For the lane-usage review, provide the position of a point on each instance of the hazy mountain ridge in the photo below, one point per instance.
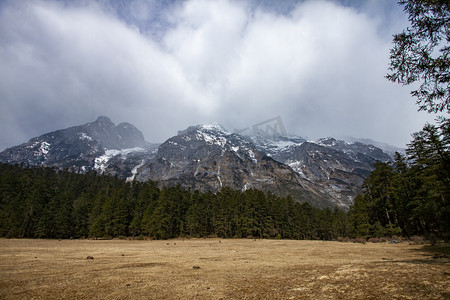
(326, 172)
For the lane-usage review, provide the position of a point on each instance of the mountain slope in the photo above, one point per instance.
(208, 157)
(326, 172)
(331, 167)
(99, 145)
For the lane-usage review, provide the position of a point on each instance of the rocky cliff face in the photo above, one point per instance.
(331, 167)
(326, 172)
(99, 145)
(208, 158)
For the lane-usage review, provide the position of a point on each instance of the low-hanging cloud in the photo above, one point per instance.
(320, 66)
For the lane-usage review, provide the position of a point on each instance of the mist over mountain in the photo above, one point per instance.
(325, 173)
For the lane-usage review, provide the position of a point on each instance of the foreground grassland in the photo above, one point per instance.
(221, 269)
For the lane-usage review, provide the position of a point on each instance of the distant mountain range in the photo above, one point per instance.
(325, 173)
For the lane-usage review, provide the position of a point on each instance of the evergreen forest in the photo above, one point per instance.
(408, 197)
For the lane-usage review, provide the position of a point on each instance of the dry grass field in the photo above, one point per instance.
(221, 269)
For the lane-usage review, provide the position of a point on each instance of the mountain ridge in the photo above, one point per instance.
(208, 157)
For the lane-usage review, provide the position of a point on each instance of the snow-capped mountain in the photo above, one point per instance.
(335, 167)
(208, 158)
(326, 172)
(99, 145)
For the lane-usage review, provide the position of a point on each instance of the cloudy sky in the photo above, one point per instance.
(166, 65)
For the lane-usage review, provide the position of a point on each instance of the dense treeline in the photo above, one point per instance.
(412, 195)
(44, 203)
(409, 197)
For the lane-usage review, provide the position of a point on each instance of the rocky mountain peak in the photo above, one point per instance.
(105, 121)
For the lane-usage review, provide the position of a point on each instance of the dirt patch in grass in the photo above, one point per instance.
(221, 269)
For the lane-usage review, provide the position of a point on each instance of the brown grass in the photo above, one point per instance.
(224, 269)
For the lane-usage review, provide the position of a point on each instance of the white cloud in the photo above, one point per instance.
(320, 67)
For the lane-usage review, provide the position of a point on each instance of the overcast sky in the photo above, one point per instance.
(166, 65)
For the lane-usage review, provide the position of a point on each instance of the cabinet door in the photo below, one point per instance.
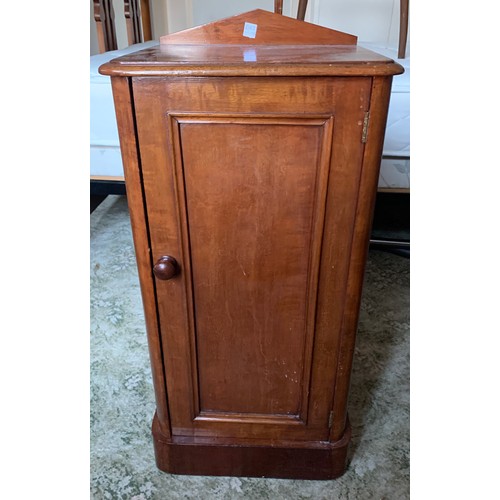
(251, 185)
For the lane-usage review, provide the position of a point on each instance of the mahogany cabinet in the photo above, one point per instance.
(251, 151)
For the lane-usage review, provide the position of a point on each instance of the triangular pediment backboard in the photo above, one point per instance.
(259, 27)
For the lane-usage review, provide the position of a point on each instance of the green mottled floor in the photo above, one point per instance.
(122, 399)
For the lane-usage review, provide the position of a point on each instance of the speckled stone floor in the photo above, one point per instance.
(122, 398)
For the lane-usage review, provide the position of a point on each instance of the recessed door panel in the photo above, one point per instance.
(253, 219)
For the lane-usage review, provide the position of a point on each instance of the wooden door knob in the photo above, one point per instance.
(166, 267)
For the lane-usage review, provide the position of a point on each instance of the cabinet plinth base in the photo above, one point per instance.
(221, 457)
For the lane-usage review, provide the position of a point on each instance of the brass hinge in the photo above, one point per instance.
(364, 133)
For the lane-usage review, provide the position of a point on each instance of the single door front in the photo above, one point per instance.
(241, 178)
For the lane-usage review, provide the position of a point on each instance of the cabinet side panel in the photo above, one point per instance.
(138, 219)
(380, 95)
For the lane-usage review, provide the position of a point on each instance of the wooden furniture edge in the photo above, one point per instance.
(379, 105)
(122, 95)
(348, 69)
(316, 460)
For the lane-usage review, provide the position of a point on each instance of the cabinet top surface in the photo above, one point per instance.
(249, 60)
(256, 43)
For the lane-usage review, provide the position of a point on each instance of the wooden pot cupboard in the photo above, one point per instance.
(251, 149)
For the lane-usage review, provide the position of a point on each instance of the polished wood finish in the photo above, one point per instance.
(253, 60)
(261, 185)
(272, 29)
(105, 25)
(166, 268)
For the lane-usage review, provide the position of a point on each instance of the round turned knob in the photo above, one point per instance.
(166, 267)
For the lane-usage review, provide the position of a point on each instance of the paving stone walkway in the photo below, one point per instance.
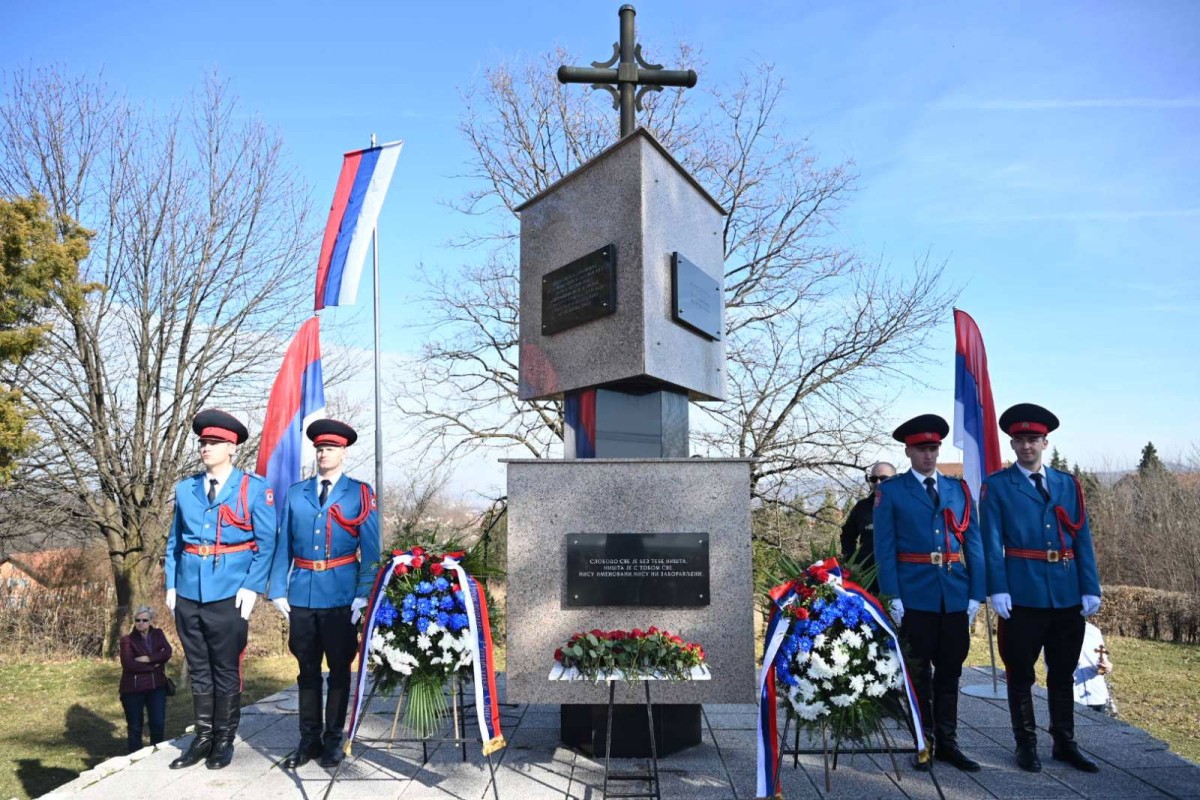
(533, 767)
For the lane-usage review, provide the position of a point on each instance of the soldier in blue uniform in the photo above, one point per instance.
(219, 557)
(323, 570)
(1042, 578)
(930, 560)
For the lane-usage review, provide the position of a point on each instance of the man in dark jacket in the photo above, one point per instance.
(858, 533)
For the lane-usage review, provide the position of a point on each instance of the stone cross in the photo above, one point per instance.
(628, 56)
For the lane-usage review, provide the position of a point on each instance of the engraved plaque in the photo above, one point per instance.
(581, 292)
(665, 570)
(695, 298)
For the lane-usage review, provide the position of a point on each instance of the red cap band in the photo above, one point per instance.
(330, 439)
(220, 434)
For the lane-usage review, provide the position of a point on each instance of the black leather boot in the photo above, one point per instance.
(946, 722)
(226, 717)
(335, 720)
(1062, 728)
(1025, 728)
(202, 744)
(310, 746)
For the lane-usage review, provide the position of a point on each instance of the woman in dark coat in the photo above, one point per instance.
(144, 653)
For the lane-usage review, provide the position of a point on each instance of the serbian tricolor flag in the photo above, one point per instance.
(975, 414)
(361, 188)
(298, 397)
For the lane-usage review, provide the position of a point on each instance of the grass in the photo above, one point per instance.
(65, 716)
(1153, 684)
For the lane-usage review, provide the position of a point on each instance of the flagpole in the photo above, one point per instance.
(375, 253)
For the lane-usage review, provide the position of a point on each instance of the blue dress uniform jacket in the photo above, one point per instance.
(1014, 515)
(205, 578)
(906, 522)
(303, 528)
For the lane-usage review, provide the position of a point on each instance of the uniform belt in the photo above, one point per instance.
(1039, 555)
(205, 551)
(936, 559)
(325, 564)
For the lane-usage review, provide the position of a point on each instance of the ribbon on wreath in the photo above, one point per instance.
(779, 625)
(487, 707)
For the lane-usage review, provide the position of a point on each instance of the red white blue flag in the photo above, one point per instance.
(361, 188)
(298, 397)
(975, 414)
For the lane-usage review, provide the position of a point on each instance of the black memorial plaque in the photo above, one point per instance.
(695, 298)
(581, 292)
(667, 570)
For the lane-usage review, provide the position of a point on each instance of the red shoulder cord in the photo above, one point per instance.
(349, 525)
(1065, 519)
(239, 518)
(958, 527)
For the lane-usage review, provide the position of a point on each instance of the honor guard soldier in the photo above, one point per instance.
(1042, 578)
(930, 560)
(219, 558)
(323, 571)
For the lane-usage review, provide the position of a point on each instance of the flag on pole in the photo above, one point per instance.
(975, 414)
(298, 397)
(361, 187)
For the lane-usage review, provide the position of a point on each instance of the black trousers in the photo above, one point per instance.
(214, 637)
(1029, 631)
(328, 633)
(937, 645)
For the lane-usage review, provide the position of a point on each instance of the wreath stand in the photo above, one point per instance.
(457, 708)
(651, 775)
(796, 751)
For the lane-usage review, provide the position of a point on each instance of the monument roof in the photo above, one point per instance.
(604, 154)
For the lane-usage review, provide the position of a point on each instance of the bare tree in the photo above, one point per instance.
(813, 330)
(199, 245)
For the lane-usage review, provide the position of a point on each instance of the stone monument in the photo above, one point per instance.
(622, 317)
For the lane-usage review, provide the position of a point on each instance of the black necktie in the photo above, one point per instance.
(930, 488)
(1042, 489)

WHAT YOU SHOULD DO: Give the entries again without a single change, but with no pictures.

RESPONSE TO THIS EXERCISE:
For the lane-usage review, provide the position of a point on each instance of the hazy mountain ridge in the photo below, one point per instance.
(326, 172)
For the lane-usage review, provide the position of a point on each instance of the mountain slope in the photo above, one point per instance.
(208, 157)
(326, 172)
(331, 167)
(99, 145)
For the lane-usage review, provide the position of a point on each instance of the rocky cliff face in the photo above, one point per instance.
(331, 167)
(326, 172)
(99, 145)
(208, 158)
For the lane-usage review, provide the position of a point on each instance of the low-hanging cloud in the photo above, one point per instance.
(320, 66)
For the lane-usage review, provide the position of a point on each instance of the mist over mountain in the photo above, one point per instance.
(325, 173)
For the lane-usage review, provide the position of a point on each instance of the foreground grassland in the photo above, one point per instance.
(221, 269)
For the lane-usage review, provide the position of a point on each instance of the distant mountain range in the photo above, one point per instance.
(325, 173)
For the lane-usage review, provide the position of a point on each instance of the evergreen forest in the photo above, one point per instance.
(408, 197)
For the lane-usage review, provide the position of a point on each instance of the dry grass field in the photo above, one point per instance.
(221, 269)
For the lane-usage review, provide the position of a point on each instance of the mountain ridge in the photo above, one point per instance.
(208, 157)
For the lane-usage review, provide the position of a point on each instance of the snow-capped mountain in the photo above, one point per instance.
(335, 167)
(208, 158)
(326, 172)
(99, 145)
For the lane-usage review, provide the position of a point on each instance of the cloudy sky in the photo above, one point per instance.
(166, 65)
For the lane-usage review, provide the position of a point on each instance of the dense treeline in the photo above, one point per instance.
(412, 195)
(44, 203)
(409, 197)
For the lane-usage review, provide the position of a point on each instance of the rocky mountain peak in the photo above, one point per instance.
(105, 121)
For the lane-usage review, provide the position of a point on each instance of the dirt patch in grass in the photo above, one point per instance.
(221, 269)
For the lane-usage review, provide the position of a point on each instance of the brown grass in the photo above, one point per instance.
(224, 269)
For the lane-usage review, provide the position of a point on each instance of the white cloud in the photo above, one point per instance.
(320, 67)
For the lane-usage review, provide the position of a point on each instance of the overcast sky in the photo above, one point per instance.
(166, 65)
For the lane-usage review, provide the position of a point on each instance of the cabinet door in the photo below, one point per instance.
(251, 185)
For the lane-usage review, provide the position of a point on each instance of the mahogany cabinet in the photo above, one point per instance.
(251, 151)
For the lane-usage review, provide the position of a point on each instance of the triangular pediment backboard in the photo above, one point per instance.
(259, 27)
For the lane-usage review, provide the position of a point on each instance of the green mottled floor in the photo above, one point per instance.
(122, 399)
For the lane-usage review, provide the position of a point on each instance of the speckled stone floor in the photo above, one point per instance.
(122, 398)
For the lane-usage review, provide the position of a point on each instance of the recessed door panel in the photo above, one point per instance.
(253, 219)
For the lane-usage review, provide the position of a point on each instance of the wooden door knob in the photo above, one point per instance.
(166, 267)
For the lane-usage review, provide the position of a point on each instance of the cabinet plinth base in the photo above, one point per instance.
(221, 457)
For the lane-usage review, provide the position of a point on each instance of the brass hinge in the photo above, one point per instance.
(364, 133)
For the lane-usage review, provide the position of a point on each instance of the single door front in the photo above, one point per instance.
(241, 178)
For the lane-usage review, provide the position of a point on each instance of the cabinet side panel in the photo above, one point per instance.
(138, 219)
(380, 95)
For the lane-usage review, provide the position of a point on each instance of the wooden furniture edge in the photo above, one point per instance.
(379, 105)
(122, 95)
(348, 69)
(316, 460)
For the lane-usage review, provide the position of a point on each instance of the cabinet top surface in the photo above, one point per instance.
(249, 60)
(256, 43)
For the lane-usage review, provide the position of a point on each instance of the wooden pot cupboard in the photo above, one point per instance.
(251, 149)
For the lane-usage review, provide the position of a point on each instance of the polished wood finish in the photo above, one point per instance.
(253, 60)
(261, 185)
(272, 29)
(105, 25)
(166, 268)
For the lane-usage review, provide the position of a point on each instance of the round turned knob in the photo above, one point per instance.
(166, 267)
For the lane-usage review, provide the position of a point on each instance of the paving stone walkway in the photo below, one point per instance.
(533, 767)
For the lane-usage review, provide the position of a point on each instance of the soldier in blue uniform in the photo above, one point per instance.
(219, 557)
(323, 570)
(1042, 578)
(930, 560)
For the lane-usage review, provide the position of a point on each instance of the man in dark jacket in the photo above, one point per instance.
(858, 533)
For the lane-usage review, provide the position of a point on each instance of the stone cross in the photo above, one point per instance.
(628, 56)
For the lane-usage review, provide the position of a point on each instance of the engraved plaque in the photo above, one point per instance.
(581, 292)
(665, 570)
(695, 298)
For the lane-usage review, provide the position of a point on each instance of the red cap band in the photo above, one point per instance.
(330, 439)
(220, 434)
For the lane-usage review, provide the position of a point on each instance of the black leather boot in the photo above, one point per instance.
(946, 722)
(226, 717)
(335, 720)
(1062, 728)
(1025, 728)
(202, 744)
(310, 746)
For the lane-usage review, provide the position of a point on each instance of the woman in dark coat in the photo above, one point per instance.
(144, 653)
For the lane-usage review, provide the position of a point on each instance of the serbian tricolor flag in the photo above, one point per instance.
(975, 414)
(361, 188)
(298, 397)
For the lane-usage review, provide the position of a point on each instance of the grass in the photo above, one point per instance.
(65, 716)
(1153, 684)
For the lane-usage review, provide the position of a point on each instance of the flagpole in the photo above, one point per instance.
(375, 253)
For the lane-usage review, provide the position of a point on each instance of the blue dress uniform jacket in the photo above, one point per instance.
(1014, 515)
(205, 578)
(906, 522)
(303, 528)
For the lane-usage review, provide the position of a point on each instance of the uniform belt in the photo above, one point per instance.
(1039, 555)
(205, 551)
(936, 559)
(325, 564)
For the lane-usage review, provide the position of a point on each instance of the ribbon on wreath in the photo above, one point per instance.
(779, 625)
(487, 707)
For the lane-usage review, provide the position of a point on each instance of the red white blue flag in the photo above, one point per instance.
(361, 188)
(298, 397)
(975, 414)
For the lane-usage review, provide the position of a point on each instance of the black memorial plaque in the photo above, one point per instance.
(695, 298)
(581, 292)
(667, 570)
For the lane-usage review, provide the position of a point on each instance of the red shoulder cord in the photo above, one point per instance.
(349, 525)
(1065, 519)
(239, 518)
(958, 527)
For the lane-usage review, provide the position of a point on each instance of the honor guard soldier in the photo above, one point per instance.
(1042, 578)
(930, 560)
(219, 558)
(323, 571)
For the lane-usage review, provide the position of a point on each instance of the flag on pole in the photo above, one point per instance.
(975, 414)
(298, 397)
(361, 187)
For the lane-usage review, provide the position of a point on each instance of the black trousers in the photo above, one point per instance.
(214, 637)
(1029, 631)
(328, 633)
(937, 645)
For the lane-usage review, provide the position of a point on each instance of the wreath stand in the photo above, one point per instance.
(457, 708)
(651, 775)
(796, 751)
For the lane-usage review, provide the position of a point on each instance of the monument roof in the photo above, one point per instance.
(604, 154)
For the lane-usage review, provide the position of a point on each instance of the bare tree in the photo above, one point per instance.
(813, 330)
(199, 245)
For the lane-usage review, provide the position of a point on each instance of the stone monument in the photo above, one point per instance.
(622, 317)
For the lane-usage review, provide the position of a point on each instance of the black necktie in the photo above, one point per instance.
(930, 488)
(1042, 489)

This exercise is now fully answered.